Reproduce word for word the stretch of the forum thread on untranslatable words that begins at "A quantum mechanics book I used" and stops after "accurate this is.".

::: Extract provided

I don’t recall ever hearing it used in an english sentence, other than as a proper name (e.g. Chez Helen that I referred to earlier was a TV program that taught kids french way back when I was a rugrat). Can you give an example of chez used in an english sentence?

What’s the word for, “There’s no word for it”? :rolleyes:

Similarly, Deutsch[German] uses wissen and/or kennen.

wissen is for abstract items, concepts, ideas [= to have an understanding of, to have knowledge of]

kennen is for concrete things, persons, places [= to be familiar with, to be aquainted with]

There’s “fuck”, and also “swive”, although “swive” is archaic.

Coit?

Copulate?

I’ve never heard the verb “to copulate” used transitively (i.e. with a direct object). It’s always been followed by the preposition “with” e.g. X copulated with Y.

Originally Posted by Mathochist

Mating?

btw: “Apartheid” certainly isn’t an English word.

Good point. I think the issue here is that English does have a perfectly good transitive word for this: fuck. It is only “improper” in the sense that it has been considered impolite to use in formal situations. I’d argue this just has to do with a general prudish attitude toward sex in English speaking cultures. ANY word with the same meaning as “fuck” would acquire the same impolite attitude. And at least in the US, other than in broadcasting or formal use, I see little hesitation by people to use the word “fuck” when they mean “fuck”.

Well, so does English. I call it “joy”. If you mean a word for that -specific- case, I call bullshit - I’m pretty sure he was just trying to convince you of the superiority of his ethnic group over your own. -My- English to Cherokee dictionary includes no such word that I can find.

Aside from that, I’ve always wanted to see, in English, a word denoting a positive answer to a negative interrogative, similar to the French “si”. And, since I’m wishing, an equivalent to the Japanese (?) “mu”.

A quantum mechanics book I used back in the day gave the example of the German word gemütlich as a word that can’t be translated into English. Of course, I don’t speak German, so I don’t know how accurate this is.

Why this was in a quantum mechanics book is another story. Suffice it to say that it’s a very unorthodox book. (Primer of Quantum Mechanics by Marvin Chester, if anyone cares.)

::::::
::: Data listing

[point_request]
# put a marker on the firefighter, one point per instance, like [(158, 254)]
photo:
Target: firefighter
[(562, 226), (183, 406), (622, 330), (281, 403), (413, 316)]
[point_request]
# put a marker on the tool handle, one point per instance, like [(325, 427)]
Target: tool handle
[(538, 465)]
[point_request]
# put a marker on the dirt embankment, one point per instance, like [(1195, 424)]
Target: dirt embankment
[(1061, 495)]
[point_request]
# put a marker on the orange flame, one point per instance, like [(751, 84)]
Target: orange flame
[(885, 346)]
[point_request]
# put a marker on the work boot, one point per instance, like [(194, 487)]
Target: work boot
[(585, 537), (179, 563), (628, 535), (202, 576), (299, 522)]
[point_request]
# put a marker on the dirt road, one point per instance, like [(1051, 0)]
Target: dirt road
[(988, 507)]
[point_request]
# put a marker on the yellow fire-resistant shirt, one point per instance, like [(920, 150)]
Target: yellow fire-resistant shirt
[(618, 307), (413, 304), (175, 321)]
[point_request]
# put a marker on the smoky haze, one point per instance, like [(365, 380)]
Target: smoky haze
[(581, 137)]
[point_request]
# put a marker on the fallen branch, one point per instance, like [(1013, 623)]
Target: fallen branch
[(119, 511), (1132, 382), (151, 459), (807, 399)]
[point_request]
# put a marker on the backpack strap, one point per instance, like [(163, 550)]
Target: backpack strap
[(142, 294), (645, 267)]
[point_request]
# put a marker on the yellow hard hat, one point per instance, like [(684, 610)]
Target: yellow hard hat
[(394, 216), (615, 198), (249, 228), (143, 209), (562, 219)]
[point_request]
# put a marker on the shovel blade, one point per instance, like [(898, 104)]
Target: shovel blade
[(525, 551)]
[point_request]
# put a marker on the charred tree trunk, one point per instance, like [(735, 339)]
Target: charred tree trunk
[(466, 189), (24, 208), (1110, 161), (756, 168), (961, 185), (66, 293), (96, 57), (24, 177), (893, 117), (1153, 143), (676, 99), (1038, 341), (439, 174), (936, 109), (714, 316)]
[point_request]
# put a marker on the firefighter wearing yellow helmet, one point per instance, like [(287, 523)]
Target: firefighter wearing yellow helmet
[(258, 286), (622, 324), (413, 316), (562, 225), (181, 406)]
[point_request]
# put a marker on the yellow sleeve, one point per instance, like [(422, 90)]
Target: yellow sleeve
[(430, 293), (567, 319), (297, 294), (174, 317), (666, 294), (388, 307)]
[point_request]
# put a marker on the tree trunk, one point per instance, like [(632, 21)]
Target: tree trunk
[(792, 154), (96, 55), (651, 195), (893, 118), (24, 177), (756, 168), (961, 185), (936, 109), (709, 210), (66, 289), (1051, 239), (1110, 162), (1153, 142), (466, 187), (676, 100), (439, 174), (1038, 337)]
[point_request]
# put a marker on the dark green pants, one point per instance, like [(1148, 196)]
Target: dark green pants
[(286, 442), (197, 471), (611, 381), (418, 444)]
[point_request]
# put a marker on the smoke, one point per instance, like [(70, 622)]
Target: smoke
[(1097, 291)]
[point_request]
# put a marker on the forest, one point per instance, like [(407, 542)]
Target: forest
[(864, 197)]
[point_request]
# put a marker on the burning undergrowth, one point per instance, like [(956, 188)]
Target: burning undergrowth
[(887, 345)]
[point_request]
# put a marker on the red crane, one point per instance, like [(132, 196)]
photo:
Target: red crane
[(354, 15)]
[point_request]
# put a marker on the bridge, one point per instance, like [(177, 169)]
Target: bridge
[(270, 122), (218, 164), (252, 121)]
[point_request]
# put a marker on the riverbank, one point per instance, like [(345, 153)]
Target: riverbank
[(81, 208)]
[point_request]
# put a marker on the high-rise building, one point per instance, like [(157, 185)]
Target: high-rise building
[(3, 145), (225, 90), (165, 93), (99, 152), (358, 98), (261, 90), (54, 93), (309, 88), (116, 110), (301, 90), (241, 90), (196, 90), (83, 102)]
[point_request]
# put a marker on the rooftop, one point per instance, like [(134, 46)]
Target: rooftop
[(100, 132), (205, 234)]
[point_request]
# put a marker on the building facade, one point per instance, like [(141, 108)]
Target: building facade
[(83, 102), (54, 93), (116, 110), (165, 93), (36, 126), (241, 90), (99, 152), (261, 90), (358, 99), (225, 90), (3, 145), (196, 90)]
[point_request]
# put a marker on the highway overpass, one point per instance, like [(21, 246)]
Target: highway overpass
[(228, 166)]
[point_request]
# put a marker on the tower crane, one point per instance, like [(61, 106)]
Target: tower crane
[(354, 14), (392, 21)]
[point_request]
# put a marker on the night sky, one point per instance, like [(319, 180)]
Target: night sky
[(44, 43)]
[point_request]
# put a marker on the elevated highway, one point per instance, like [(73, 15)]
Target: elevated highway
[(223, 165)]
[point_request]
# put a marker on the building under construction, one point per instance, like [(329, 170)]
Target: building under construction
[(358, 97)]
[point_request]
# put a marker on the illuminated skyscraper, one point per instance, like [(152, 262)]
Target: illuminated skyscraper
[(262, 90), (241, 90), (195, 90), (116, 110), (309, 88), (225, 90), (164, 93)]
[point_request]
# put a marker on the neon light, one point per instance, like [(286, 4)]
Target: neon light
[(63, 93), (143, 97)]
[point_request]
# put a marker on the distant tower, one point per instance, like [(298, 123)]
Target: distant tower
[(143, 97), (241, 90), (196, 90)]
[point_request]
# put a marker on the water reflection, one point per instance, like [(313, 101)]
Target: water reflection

::::::

▶ [Result of this task]:
A quantum mechanics book I used back in the day gave the example of the German word gemütlich as a word that can’t be translated into English. Of course, I don’t speak German, so I don’t know how accurate this is.